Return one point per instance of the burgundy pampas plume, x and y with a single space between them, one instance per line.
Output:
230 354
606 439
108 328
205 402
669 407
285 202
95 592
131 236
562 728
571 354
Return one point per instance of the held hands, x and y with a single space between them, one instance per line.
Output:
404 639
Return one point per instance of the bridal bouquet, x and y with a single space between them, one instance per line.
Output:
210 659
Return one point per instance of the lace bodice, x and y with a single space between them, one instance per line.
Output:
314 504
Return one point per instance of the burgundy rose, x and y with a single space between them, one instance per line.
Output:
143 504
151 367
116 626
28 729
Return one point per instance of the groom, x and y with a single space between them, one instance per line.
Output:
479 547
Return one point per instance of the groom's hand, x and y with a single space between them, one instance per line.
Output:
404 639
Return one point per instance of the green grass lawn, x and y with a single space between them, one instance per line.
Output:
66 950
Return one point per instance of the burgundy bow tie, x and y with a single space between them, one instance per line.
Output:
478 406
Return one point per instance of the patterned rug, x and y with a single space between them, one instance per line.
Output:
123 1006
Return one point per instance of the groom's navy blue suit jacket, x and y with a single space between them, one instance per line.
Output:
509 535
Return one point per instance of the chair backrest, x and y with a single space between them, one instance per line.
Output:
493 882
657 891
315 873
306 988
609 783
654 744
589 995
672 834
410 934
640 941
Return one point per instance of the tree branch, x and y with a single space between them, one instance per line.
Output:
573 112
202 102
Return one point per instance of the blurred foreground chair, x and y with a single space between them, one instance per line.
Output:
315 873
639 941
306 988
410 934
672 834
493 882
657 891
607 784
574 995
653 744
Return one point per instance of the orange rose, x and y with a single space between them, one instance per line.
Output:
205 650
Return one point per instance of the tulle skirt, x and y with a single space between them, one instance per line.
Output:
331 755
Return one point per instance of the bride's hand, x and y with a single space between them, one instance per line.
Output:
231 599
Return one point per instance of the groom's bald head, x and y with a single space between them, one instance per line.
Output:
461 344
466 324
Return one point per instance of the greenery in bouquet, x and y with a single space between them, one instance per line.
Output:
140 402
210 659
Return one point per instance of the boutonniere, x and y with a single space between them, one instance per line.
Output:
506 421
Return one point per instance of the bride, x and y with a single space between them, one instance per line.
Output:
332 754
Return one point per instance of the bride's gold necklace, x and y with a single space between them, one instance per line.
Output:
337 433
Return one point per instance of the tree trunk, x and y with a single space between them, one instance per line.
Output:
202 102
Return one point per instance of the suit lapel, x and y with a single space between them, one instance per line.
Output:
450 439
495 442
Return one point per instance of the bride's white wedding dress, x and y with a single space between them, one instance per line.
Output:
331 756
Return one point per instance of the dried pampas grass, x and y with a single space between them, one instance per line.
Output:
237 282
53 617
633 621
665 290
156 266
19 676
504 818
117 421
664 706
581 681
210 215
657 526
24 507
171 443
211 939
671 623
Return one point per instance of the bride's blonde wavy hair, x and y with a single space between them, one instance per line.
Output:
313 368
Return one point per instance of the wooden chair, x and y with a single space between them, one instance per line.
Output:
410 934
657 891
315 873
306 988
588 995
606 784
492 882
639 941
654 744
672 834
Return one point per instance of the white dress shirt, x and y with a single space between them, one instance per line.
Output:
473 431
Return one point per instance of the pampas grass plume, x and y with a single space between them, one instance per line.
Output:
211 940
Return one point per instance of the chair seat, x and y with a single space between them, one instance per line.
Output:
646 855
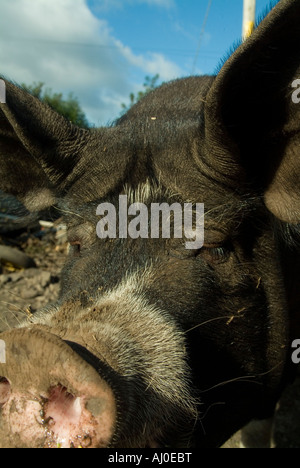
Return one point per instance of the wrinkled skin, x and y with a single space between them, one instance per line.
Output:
151 344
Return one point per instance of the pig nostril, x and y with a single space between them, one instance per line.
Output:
5 390
61 405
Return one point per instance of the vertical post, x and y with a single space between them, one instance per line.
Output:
2 92
249 18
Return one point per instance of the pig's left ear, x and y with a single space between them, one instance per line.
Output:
252 113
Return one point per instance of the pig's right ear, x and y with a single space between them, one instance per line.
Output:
39 150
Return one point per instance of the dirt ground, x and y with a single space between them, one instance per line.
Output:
23 292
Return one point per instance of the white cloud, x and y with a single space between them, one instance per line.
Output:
119 4
61 43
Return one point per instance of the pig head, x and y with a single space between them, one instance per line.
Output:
151 344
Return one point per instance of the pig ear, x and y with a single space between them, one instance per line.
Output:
253 112
39 150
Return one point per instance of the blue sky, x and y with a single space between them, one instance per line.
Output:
102 49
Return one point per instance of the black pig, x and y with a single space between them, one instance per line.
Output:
152 344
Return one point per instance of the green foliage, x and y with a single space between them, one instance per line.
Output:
69 108
149 84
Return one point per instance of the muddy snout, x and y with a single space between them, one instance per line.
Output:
50 396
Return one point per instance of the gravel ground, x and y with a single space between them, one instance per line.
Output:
24 292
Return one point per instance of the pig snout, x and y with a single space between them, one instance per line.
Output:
50 396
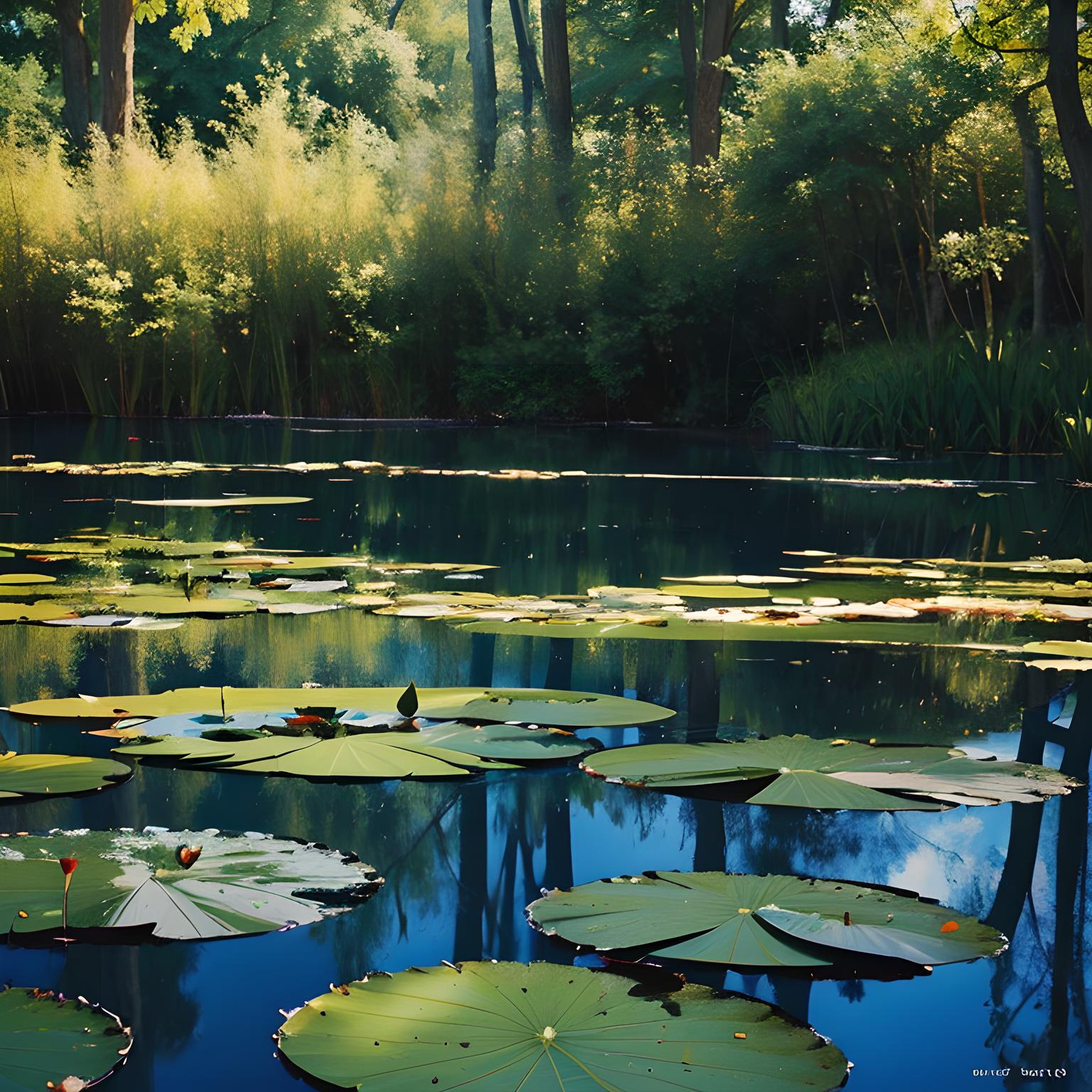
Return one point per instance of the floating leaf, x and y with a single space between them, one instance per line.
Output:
760 921
57 774
47 1041
570 709
798 771
407 703
234 884
499 1027
1076 649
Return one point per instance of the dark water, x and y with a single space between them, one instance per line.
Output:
464 861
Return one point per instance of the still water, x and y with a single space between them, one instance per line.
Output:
464 861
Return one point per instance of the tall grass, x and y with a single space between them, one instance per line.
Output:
910 395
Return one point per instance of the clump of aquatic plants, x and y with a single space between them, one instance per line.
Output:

.....

• WRITTEN INSTRUCTION
Render every one of the entries above as a numbered list, with blank lines dropped and the pictures left out.

• CORRECT RESPONSE
1. Return one point per instance of the burgundy pampas plume, x and y with a single space between them, one instance per line.
2. Output:
3. 230 354
4. 606 439
5. 108 328
6. 205 402
7. 669 407
8. 285 202
9. 95 592
10. 131 236
11. 562 728
12. 571 354
13. Return one point per instance of the held hands, x and y with a single space between them, one instance per line.
14. Output:
15. 404 639
16. Return one point per instance of the bridal bouquet, x and y with a single space between them, one instance per line.
17. Output:
18. 210 659
19. Return one point per instance of the lace bodice, x and y with a single space between them, one instance per line.
20. Output:
21. 314 504
22. Return one point per instance of the burgundy rose, x and y with a single space between them, one instance per line.
23. Output:
24. 143 504
25. 151 367
26. 116 626
27. 28 729
28. Return one point per instance of the groom, x and y with a single space between them, one instance per line.
29. Output:
30. 479 547
31. Return one point per instance of the groom's hand, x and y with a single space between them, one instance per line.
32. Output:
33. 404 639
34. Return one point per instance of the green grass lawn, x and y with a single space between them, one instance per line.
35. Output:
36. 66 950
37. Return one point per instance of the burgundy bow tie, x and y with a single space between them, one instance per line.
38. Output:
39. 478 406
40. Return one point per instance of the patterned rug, x and y with a single space between them, one instance per line.
41. Output:
42. 123 1006
43. Return one point per instance of the groom's navy blue suit jacket, x and y with a single space between them, one instance per line.
44. Output:
45. 509 535
46. Return one point per instance of the chair backrest, x and y with a single space between them, one instance per line.
47. Output:
48. 493 882
49. 657 891
50. 315 873
51. 306 988
52. 609 783
53. 654 744
54. 589 995
55. 672 834
56. 410 934
57. 640 941
58. Return one point per instance of the tree branch, x and y with a single space between them, one instance per line.
59. Output:
60. 573 112
61. 202 102
62. Return one point per instance of the blurred foreground chair, x and y with a single space between them, one instance per line.
63. Output:
64. 315 873
65. 639 941
66. 306 988
67. 410 934
68. 672 834
69. 493 882
70. 657 891
71. 607 784
72. 574 995
73. 653 744
74. Return one point per instance of the orange rose, x and y with a single space between them, one instance per line.
75. Output:
76. 205 650
77. Return one point per instance of the tulle skirt, x and y with a single space between them, one instance per line.
78. Output:
79. 331 755
80. Return one point per instance of the bride's hand, x and y with a single space between them, one instance per line.
81. Output:
82. 231 599
83. Return one point per instance of the groom's bald head, x and y with a single space between them, one instance per line.
84. Output:
85. 461 344
86. 466 324
87. Return one point per instance of the greenery in bouquet, x and y with a single space between them, one instance per line.
88. Output:
89. 140 402
90. 210 659
91. Return one point per instance of the boutonniere, x and y with a single space between them, one instance per line.
92. Output:
93. 506 421
94. Return one point per instance of the bride, x and y with a single space between them, one instance per line.
95. Output:
96. 332 754
97. Return one point per instance of the bride's gold necklace, x and y with a single space between them, one instance per line.
98. Output:
99. 337 433
100. Return one point per instance of the tree trunk, x and y with a single space between them, one instance per line.
101. Output:
102. 202 102
103. Return one point per instance of the suit lapel, x and y with a single space between them, one instance per line.
104. Output:
105. 450 439
106. 495 442
107. Return one point per instance of the bride's white wedding dress, x and y with a single space between them, one instance per line.
108. Output:
109. 331 756
110. Return one point per instance of the dried pampas grass, x and y with a single space between them, one instance per line.
111. Output:
112. 237 282
113. 53 617
114. 633 621
115. 665 290
116. 156 266
117. 19 676
118. 504 818
119. 117 421
120. 664 706
121. 581 681
122. 210 215
123. 657 526
124. 24 507
125. 171 443
126. 211 939
127. 671 623
128. Return one point per instance of the bride's blonde wavy hair, x and y with a single space between them, one instance per line.
129. Output:
130. 313 368
131. Return one point per instance of the wooden chair, x and y with a single space between them, one instance per line.
132. Output:
133. 410 934
134. 657 891
135. 315 873
136. 306 988
137. 588 995
138. 606 784
139. 492 882
140. 639 941
141. 654 744
142. 672 834
143. Return one point per instance of the white dress shirt, x and y with a single space between them, one instance per line.
144. Output:
145. 473 431
146. Return one point per instance of the pampas grass plume, x and y with a single space between them, one instance per line.
147. Output:
148. 211 940
149. Return one point per instance of the chair seat, x and y with a single space between them, one instance per line.
150. Output:
151. 646 855
152. Return one point per instance of the wrinkled skin, x and y with a single space between them, one instance per line.
153. Output:
154. 151 344
155. Return one point per instance of the pig nostril, x and y with a single space between them, one instance per line.
156. Output:
157. 5 390
158. 61 405
159. Return one point per instance of the vertical post, x and y with a single space between them, one instance per line.
160. Output:
161. 2 92
162. 249 18
163. Return one point per instance of the pig's left ear, x and y with a single space between them, one instance per line.
164. Output:
165. 252 113
166. Return one point per instance of the pig's right ear, x and y with a single space between them, one instance per line.
167. Output:
168. 39 150
169. Return one point per instance of the dirt ground, x and y with a single space between them, one instance per line.
170. Output:
171. 23 292
172. Return one point per instance of the white cloud, x and y with a single space between them, one instance per line.
173. Output:
174. 119 4
175. 61 43
176. Return one point per instance of the pig head, x and y with a single space between them, one instance per line.
177. Output:
178. 151 344
179. Return one point per instance of the pig ear, x and y with a single space between them, one instance per line.
180. Output:
181. 253 112
182. 39 150
183. Return one point per instance of the blue sky, x and y with a single space between them, one instance per line.
184. Output:
185. 102 49
186. Return one point per instance of the black pig, x and y with a single space between them, one instance per line.
187. Output:
188. 152 344
189. Return one point per instance of the green foliage, x and y with a single space between them, one instance per line.
190. Output:
191. 69 108
192. 149 84
193. Return one point per instance of the muddy snout, x and y with a single space between them, one instance per line.
194. Output:
195. 50 396
196. Return one point per instance of the gravel ground, x and y with a single space between them, one instance per line.
197. Output:
198. 24 292
199. Return one point per instance of the pig snout, x and y with a single space between them, one instance per line.
200. Output:
201. 50 396
202. Return one point per instance of the floating leaf, x and y with a single space between them, one instance per line.
203. Output:
204. 760 921
205. 57 774
206. 47 1041
207. 570 709
208. 798 771
209. 407 703
210. 234 884
211. 499 1027
212. 1076 649
213. Return one point per instance of the dark water, x and y with a single space between them, one instance per line.
214. Output:
215. 464 861
216. Return one point per instance of the still water, x and y with a single space between them, one instance per line.
217. Output:
218. 464 861
219. Return one point per instance of the tall grass, x and y with a single space between them, one instance per line.
220. Output:
221. 910 395
222. Return one point per instance of the clump of aquatic plants, x and y with a single space between them, one instance per line.
223. Output:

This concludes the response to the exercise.